WHAT YOU HAVE TO DO ▸ Please pull out every row below that contains the string "lake". Letter case must match.

MATERIAL FOR THIS EXERCISE ▸

################

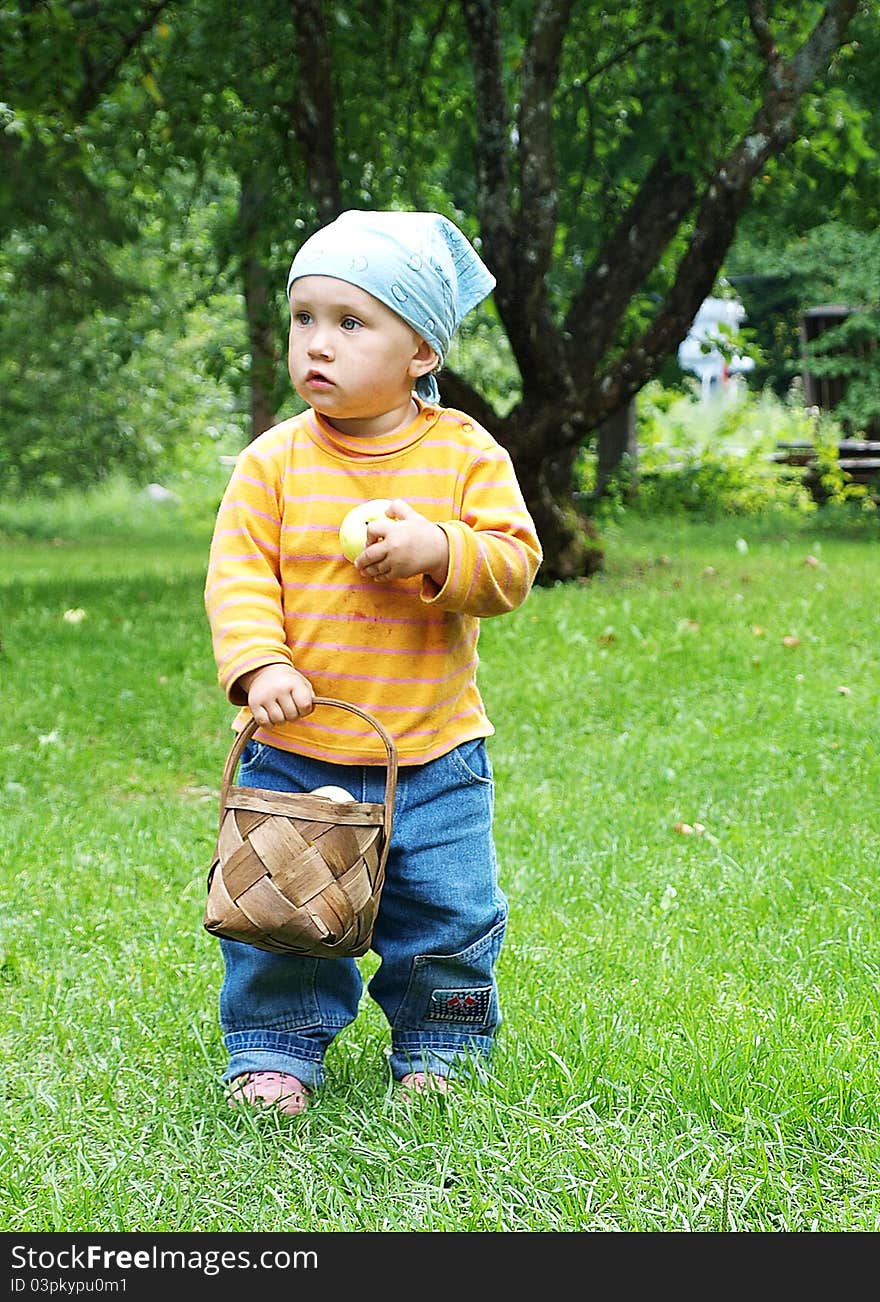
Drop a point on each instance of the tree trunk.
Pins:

################

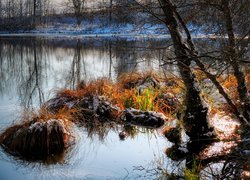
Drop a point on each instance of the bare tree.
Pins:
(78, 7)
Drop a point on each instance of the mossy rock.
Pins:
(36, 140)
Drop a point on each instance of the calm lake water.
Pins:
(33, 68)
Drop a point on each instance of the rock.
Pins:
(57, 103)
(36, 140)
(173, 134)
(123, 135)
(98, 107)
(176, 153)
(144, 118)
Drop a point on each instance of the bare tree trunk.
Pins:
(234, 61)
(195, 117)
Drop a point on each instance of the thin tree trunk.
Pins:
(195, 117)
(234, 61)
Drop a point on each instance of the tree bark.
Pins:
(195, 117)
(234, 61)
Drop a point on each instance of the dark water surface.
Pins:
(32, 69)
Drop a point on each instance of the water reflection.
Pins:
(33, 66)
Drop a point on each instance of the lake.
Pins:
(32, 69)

################

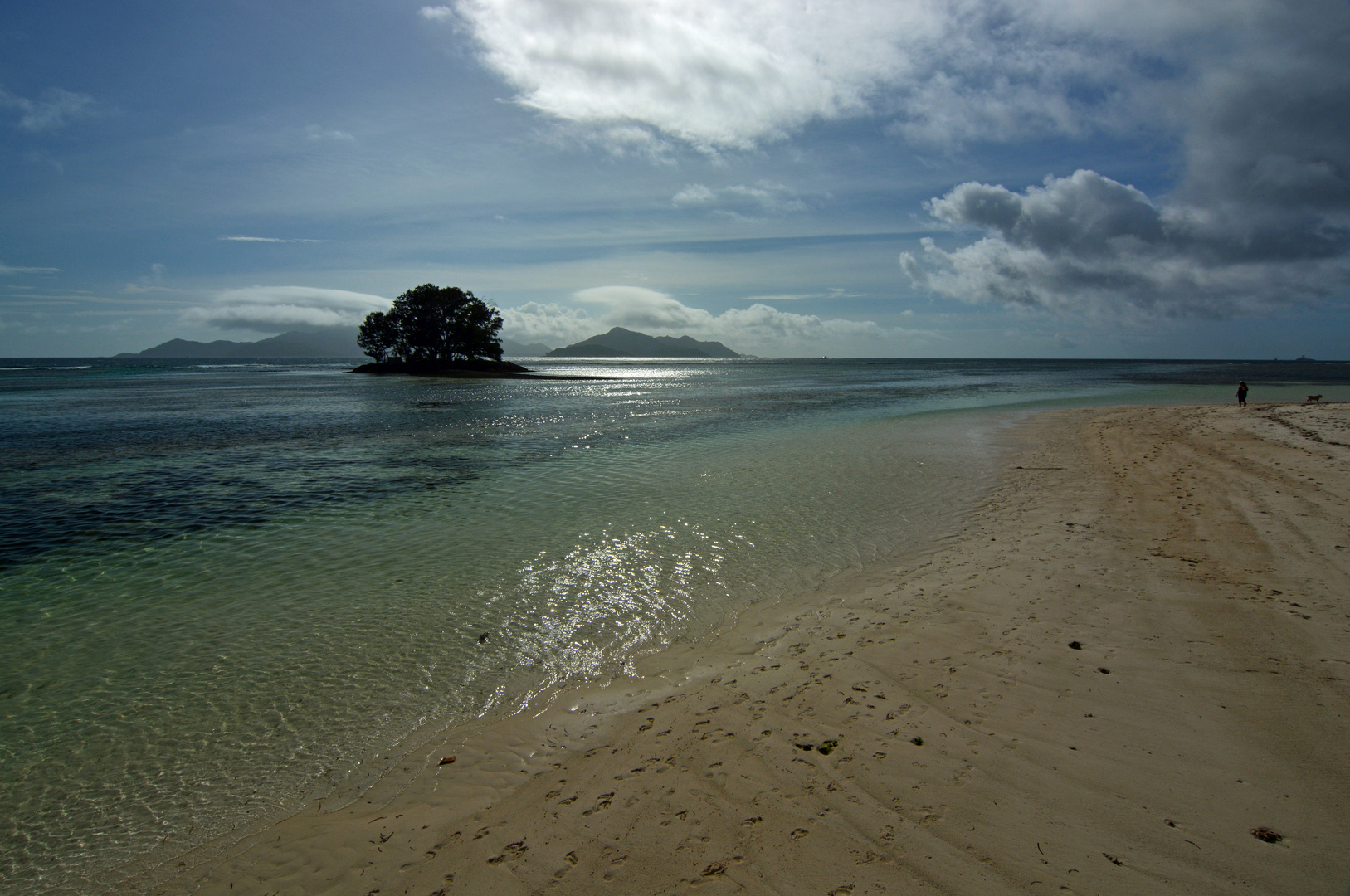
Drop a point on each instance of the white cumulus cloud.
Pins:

################

COMPLETE RESPONSE ▸
Drop a point on each instance of the calm lake water.
Drop a point on each instance of the lake.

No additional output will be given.